» SHORT PROBLEM A
Return the part of the blog post between "We grew up calling" and "came to pass.", inclusive.
» SHORT PROBLEM B
In the blog post, what did the Sister recommend keeping handy while traveling in a bus?
» SHORT PROBLEM C
Write what comes next in the blog post, continuing after its final sentence.

» GIVEN TEXT
Wednesday, July 29, 2009

The Unmentionable

The F word cropped up in my writing unbidden. Now I was only getting under the skin of the character – urban, Indian male to who my best ‘Saala’ is an endearment. ‘What the hell’ sounded insipid and rendered it punch-less. Guess who should protest? Urban, male friend. The one whose sole mission in life seemed to be ‘to desensitize’ a timid, small-town girl thrown into the ugly (read obscene), harsh (read more obscene) working life of Delhi. Yeah, c’est moi. I was a prude who couldn't breathe for a few minutes after hearing the s- - word hoping no one would notice I existed. The s - - word was used JLT, as in, s-- road, s-- pakoras, suchlike.

We grew up calling our period, ‘ahem’. We blushed if we had to use ‘naked eye’ in science class. The convent provided staid answers to big girl dilemmas such as ‘What should I tell a boy who asks me why I am not swimming during those days?’ ‘Say no, he will understand.’ There was no boy, no male in sight for miles except the PT teacher who had many daughters in many classes in the school and could not for anything replace the boy in swimming trunks in the brochure who spoke in a bubble. But equipped we were with the answer. The Sister recommended we keep a safety pin handy while travelling in a bus and if a male were to come ‘too close’, poke him quietly. That too never came to pass.

In our timid times Karishma Kapoor’s s--- song was ‘repaired’ and we saw her mouthing ‘baby, baby’ while the ‘s---, s---' synchronized perfectly in our heads. When Mr Orange Pants came dancing and singing about his sprayed-on pants and other belongings being s---, the radio and TV were promptly turned off or everyone started talking all at once about something ELSE. There was also a song starting, ‘tutak, tutak…’ for humming which a friend’s little brother was slapped hard by the father.

The girls in office were smoking, drinking, dancing and more. And I was struggling to keep a straight face when WORDS were pronounced. Slowly I graduated. I could manage to lift my hand to my hair and tuck the already tucked strand of hair behind the ear when such was spoken. Then the loo upstairs began to leak and became unusable. So the girls went to the five-star hotel across the road in groups two-three times a day and the boys just used the bushes. I hardly stepped out of the office all day and left for home only when I was sure that every male colleague, and peon and chowkidaar included, was present inside the office.

Now more than a decade later, I used the F word. Naturally it flowed. So what’s his problem with the F word, I ask him. It’s not me who’s saying it, it’s my character, I explain. I hate obscenity, he says. Obscene it is. Chastised, I replace it with a demure ‘Hell’.

Monday, July 27, 2009

Carefully Casual

I am always for substance over style but I cringed when I saw Aamir Khan in jeans on a public platform with Ms Clinton. It’s another thing that Madam was dreALL red – I mean, the only thing missing was red hair. But then Hillary Clinton is not Michelle Obama. Though I admire both for different reasons. It would be nice to see style and substance meet in one person. Now Aamir Khan according to me made a real faux pas. It wasn't just about showing respect towards a State Guest but towards a lady. And to say later that he doesn’t EVER dress formally isn’t correct. Here, at the premier of Jaane tu…
To me clothes and dressing ARE about showing respect.

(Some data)

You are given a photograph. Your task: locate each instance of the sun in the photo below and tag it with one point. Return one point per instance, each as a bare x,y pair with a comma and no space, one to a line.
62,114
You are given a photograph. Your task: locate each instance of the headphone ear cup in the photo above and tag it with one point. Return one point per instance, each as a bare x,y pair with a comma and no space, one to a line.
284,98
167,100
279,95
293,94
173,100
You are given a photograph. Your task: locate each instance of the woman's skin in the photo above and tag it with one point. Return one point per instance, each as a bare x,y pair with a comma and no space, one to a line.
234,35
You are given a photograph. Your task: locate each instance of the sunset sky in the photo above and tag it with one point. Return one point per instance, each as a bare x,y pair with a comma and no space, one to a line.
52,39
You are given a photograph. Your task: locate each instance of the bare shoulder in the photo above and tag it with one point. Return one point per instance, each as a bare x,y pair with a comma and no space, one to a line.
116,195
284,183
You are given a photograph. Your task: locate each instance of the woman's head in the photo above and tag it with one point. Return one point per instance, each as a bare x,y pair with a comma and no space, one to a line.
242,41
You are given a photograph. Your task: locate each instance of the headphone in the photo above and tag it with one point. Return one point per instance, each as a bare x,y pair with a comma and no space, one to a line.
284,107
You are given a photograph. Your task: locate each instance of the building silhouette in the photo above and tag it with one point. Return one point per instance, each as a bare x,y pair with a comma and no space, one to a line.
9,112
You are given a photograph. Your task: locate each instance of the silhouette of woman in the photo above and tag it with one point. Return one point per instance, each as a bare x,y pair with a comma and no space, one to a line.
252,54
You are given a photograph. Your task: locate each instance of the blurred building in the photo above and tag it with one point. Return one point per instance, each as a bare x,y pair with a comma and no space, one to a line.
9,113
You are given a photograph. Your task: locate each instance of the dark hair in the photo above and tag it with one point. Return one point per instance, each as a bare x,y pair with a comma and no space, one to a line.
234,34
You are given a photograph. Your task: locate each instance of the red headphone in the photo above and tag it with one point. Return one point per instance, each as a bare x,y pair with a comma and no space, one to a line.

» TASK RESULT A
We grew up calling our period, ‘ahem’. We blushed if we had to use ‘naked eye’ in science class. The convent provided staid answers to big girl dilemmas such as ‘What should I tell a boy who asks me why I am not swimming during those days?’ ‘Say no, he will understand.’ There was no boy, no male in sight for miles except the PT teacher who had many daughters in many classes in the school and could not for anything replace the boy in swimming trunks in the brochure who spoke in a bubble. But equipped we were with the answer. The Sister recommended we keep a safety pin handy while travelling in a bus and if a male were to come ‘too close’, poke him quietly. That too never came to pass.

» TASK RESULT B
A safety pin.

» TASK RESULT C
When we invite people home and sit in our pajamas, it tells them we don’t care enough. Same when we go out with others. We convey that they are not important enough for us to be dressed up for the occasion or for their company (I see sister # 2 nodding approvingly).
We lose a lot of sleep (and waking time too) thinking of what to wear and still  end up in a bright orange shirt for an animal safari!!
I remember meeting a friend's wife for a Sunday lunch. I dressd up nicely only to find her track pants with haldi stains and oiled hair – the former perhaps to let me know how busy she’d been cooking for me and the latter so I remember she’s waiting for me to leave so she can leisurely shampoo her hair. Point noted.
Another incident that stays stuck in my heart for the anxiety it created for some time (for like 20 years?) was when a friend and I, as students went to Bharat Bhawan to see a French play (Antigone?) dressed in formal tussar sarees. We were dismayed to see that almost everyone else was in jeans. We got by telling ourselves that WE were the ones appropriately dressed.

Thursday, July 23, 2009

Don't leave your x-rays behind...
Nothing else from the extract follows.